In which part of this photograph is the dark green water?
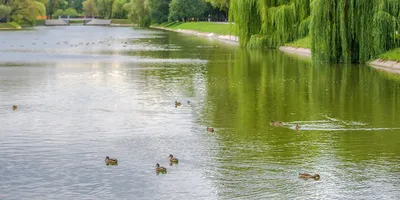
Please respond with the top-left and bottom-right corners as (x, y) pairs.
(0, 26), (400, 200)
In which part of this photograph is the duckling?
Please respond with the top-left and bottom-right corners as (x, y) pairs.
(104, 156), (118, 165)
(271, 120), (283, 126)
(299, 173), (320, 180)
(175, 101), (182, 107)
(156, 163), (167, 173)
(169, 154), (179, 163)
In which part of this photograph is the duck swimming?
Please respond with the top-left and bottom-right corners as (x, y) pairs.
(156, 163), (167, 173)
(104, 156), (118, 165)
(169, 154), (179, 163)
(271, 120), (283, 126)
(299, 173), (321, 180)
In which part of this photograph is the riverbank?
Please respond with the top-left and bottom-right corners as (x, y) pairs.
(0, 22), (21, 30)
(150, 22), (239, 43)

-.-.-

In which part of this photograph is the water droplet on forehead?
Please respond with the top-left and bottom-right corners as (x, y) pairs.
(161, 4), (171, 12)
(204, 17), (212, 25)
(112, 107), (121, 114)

-.-.-

The exercise
Give again, unchanged, the rows from the one containing "In which part of this photograph is the water" through the one containing "(112, 107), (121, 114)", including both of those rows.

Exercise response
In which part of this photograph is the water droplet on forehead?
Please respond with the top-left and bottom-right corners as (x, y) pairs.
(161, 4), (171, 12)
(204, 17), (212, 25)
(112, 107), (121, 114)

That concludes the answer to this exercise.